• _SHORT TASK A_: Rewrite the part of the Greek history text that opens with the words containing "Most of the" and closes with "1st Century A.D.", replacing "Apostle Paul" with "Saint Paul".

• _ARTICLE_:
The Mycenaean built acropolises (citadels) in Mycenae, Tiryns, Pylos, Thebes, Glas, Athens and Iolcus, and thus they comprised the centres of the bureaucratically organized kingdoms.
The extensive destruction of the Mycenaean centres around 1200 B.C. led to the decline of the Mycenaean civilization and caused the majority of the population to migrate to the coastal regions of Asia Minor and Cyprus (1st Greek colonization).
After approximately two centuries of economic and cultural inactivity, which is also known as the Dark Years (1150 – 900 B.C.); the Geometric Period followed (9th – 8th Century B.C.) and this was the beginning of the years of the Greek Renaissance. This period was marked by the formation of the Greek City-States, the creation of the Greek alphabet and the composition of the Homeric epic poems (end of the 8th Century B.C.)
The Archaic Years that subsequently followed (7th – 6th Century B.C.) were a period of major social and political changes. The Greek City-States established colonies as far as Spain to the west, as far as the Black Sea to the north and N. Africa to the south (2nd Greek colonization) and laid the foundations for the acme that came during the Classical Period.
The Classical Years (5th – 4th Century B.C.) were characterized by the cultural and political dominance of Athens, to the point that the second half of the 5th Century B.C. was subsequently called the “Golden Age” of Pericles. With the end of the Peloponnesian War in 404 B.C., Athens lost its leading role.
New forces emerged during the 4th Century B.C. The Macedonians, with Philip II and his son Alexander the Great, began to play a leading role in Greece. Alexander’s campaign to the East and the conquest of all the regions as far as the Indus River radically changed at that era, the situation in the world.
After the death of Alexander, the vast empire he had created was then divided among his generals, leading to the creation of the kingdoms that would prevail during the Hellenistic Period (3rd – 1st Century B.C.). In this period the Greek City-States remained more or less autonomous, but at the same time lost much of their old power and prestige. The appearance of the Romans on the scene and the final conquest of Greece in 146 B.C. forced the country to join the immense Roman Empire.
Most of the Roman emperors admired the Greek culture, thought and aesthetics and therefore during the period of the Roman occupation, (1st Century B.C. – 3rd Century A.D.), acted as benefactors to the Greek cities and especially to Athens.
Christianity, the new religion, then deposed the worshipping of the Dodecatheon (12-Olympian Gods), and spread all over Greece through the travels of Apostle Paul, during the 1st Century A.D.
The decision of Constantine the Great to move the capital of the empire from Rome to Constantinople (324 A.D.) shifted the focus of attention towards the eastern part of the empire.
This change marked the beginning of the Byzantine Years, during which Greece became part of the Byzantine Empire.
After 1204, when Constantinople was taken over by Western crusaders, parts of Greece was distributed out to western leaders, while the Venetians in order to control the trade routes, managed to gain the occupation of strategic positions in the Aegean (islands or coastal cities).
The reoccupation of Constantinople by the Byzantines in 1262 marked the last stages of the empire’s existence.
The Ottomans gradually began to seize parts of the empire from the 14th Century A.D. until the final collapse of the Byzantine Empire and the conquering of Constantinople in 1453.

• _SHORT TASK B_: Write out word for word the part of the entries that opens with the line containing "Tag each instance of the light" and runs through the last of the entries.

• _RAW RECORDS_:
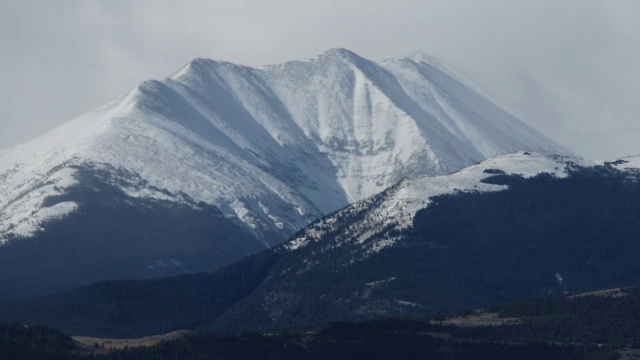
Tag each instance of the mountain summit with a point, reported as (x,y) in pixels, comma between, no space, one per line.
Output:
(262,150)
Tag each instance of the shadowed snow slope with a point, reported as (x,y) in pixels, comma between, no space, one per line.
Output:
(272,148)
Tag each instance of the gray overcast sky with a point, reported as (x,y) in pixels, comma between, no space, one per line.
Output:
(572,64)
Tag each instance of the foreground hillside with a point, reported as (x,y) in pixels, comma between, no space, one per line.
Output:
(511,227)
(601,325)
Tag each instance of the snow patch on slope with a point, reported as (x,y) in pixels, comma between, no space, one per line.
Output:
(274,147)
(396,207)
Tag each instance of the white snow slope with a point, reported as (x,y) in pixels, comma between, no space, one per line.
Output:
(274,147)
(395,208)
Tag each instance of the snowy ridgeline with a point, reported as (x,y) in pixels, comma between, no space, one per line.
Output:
(273,147)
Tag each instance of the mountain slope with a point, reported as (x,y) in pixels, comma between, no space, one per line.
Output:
(510,227)
(268,149)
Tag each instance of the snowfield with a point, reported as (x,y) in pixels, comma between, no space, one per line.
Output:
(274,147)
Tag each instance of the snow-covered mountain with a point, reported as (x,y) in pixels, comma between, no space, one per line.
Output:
(267,150)
(394,209)
(518,225)
(274,146)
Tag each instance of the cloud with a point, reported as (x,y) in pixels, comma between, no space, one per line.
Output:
(62,58)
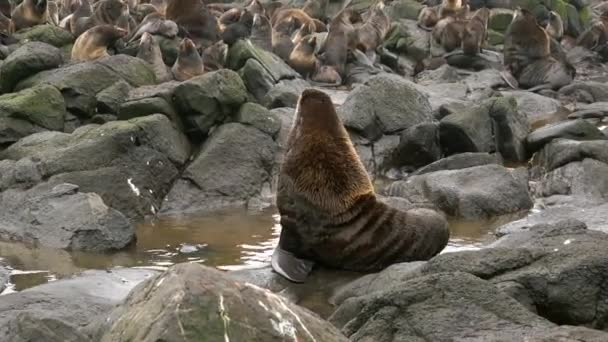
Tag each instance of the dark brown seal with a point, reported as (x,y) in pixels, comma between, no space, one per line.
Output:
(189,63)
(329,212)
(93,44)
(475,33)
(29,13)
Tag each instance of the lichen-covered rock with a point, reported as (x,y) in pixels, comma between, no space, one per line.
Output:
(130,164)
(80,83)
(49,34)
(383,105)
(190,302)
(234,165)
(26,61)
(472,193)
(30,111)
(206,100)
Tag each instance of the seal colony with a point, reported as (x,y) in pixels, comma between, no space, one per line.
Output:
(329,212)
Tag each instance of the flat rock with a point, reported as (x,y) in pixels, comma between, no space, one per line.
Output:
(574,130)
(386,104)
(472,193)
(55,312)
(190,302)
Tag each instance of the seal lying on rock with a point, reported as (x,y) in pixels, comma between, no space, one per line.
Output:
(329,211)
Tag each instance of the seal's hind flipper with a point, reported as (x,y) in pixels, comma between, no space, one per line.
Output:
(290,266)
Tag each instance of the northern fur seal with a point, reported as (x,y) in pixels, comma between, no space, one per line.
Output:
(29,13)
(93,44)
(189,63)
(329,212)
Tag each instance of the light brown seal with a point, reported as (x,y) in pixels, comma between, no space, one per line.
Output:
(329,212)
(93,44)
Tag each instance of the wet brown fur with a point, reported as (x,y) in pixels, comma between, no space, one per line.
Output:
(475,32)
(329,211)
(93,44)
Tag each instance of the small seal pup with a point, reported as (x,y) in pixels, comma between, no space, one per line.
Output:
(149,51)
(189,63)
(475,32)
(93,44)
(329,212)
(29,13)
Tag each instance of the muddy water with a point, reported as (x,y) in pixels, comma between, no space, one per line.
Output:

• _WORKED ANSWER A_:
Most of the Roman emperors admired the Greek culture, thought and aesthetics and therefore during the period of the Roman occupation, (1st Century B.C. – 3rd Century A.D.), acted as benefactors to the Greek cities and especially to Athens.
Christianity, the new religion, then deposed the worshipping of the Dodecatheon (12-Olympian Gods), and spread all over Greece through the travels of Saint Paul, during the 1st Century A.D.

• _WORKED ANSWER B_:
Tag each instance of the light brown seal with a point, reported as (x,y) in pixels, comma between, no space, one per line.
Output:
(329,212)
(93,44)
Tag each instance of the wet brown fur with a point, reported as (x,y) in pixels, comma between, no space, one per line.
Output:
(475,32)
(329,211)
(93,44)
Tag each instance of the small seal pup with a point, reported as (x,y) in pixels, comma between, no space, one per line.
Output:
(149,51)
(189,63)
(475,32)
(93,44)
(329,212)
(29,13)
Tag each instance of the muddy water with a point, reported as (x,y) in pixels, comma between, no space, one per line.
Output:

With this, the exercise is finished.